§ EXCERPTED RECORDS:

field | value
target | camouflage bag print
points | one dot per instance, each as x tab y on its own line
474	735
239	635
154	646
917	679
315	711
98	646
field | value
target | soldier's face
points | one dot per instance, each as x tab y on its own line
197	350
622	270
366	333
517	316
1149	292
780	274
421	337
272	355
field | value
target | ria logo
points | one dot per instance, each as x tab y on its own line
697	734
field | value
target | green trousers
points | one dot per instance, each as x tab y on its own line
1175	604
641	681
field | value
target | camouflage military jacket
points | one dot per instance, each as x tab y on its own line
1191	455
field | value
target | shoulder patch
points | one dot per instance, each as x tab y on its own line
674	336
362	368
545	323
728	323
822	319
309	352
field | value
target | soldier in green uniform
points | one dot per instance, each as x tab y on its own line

§ WHAT TO DO: Copy out the whole listing exactly.

§ OUTPUT FOR THIS EXERCISE:
field | value
target | camouflage bag print
points | one dot per instance, each as x tab y on its own line
474	735
239	635
154	646
917	679
315	711
98	646
field | value
target | soldier's face
points | one dot per instance, each as x tab y on its own line
197	350
622	270
366	333
517	316
1149	292
780	274
421	337
272	355
field | value
target | ria logo
points | one dot per instance, each as x tab y on its own line
697	734
field | value
target | green trousers
points | one dot per instance, each as x tab y on its own line
1175	604
641	681
field | value
target | camouflage military jacket
points | one dot per instance, each as x tab y on its own line
1191	455
field | value
target | shoulder patch
points | one dot per instance, each as x tab y on its own line
674	336
362	368
545	323
728	323
822	319
309	352
field | value
target | soldier in green uniform
points | one dot per instance, each as x tab y on its own line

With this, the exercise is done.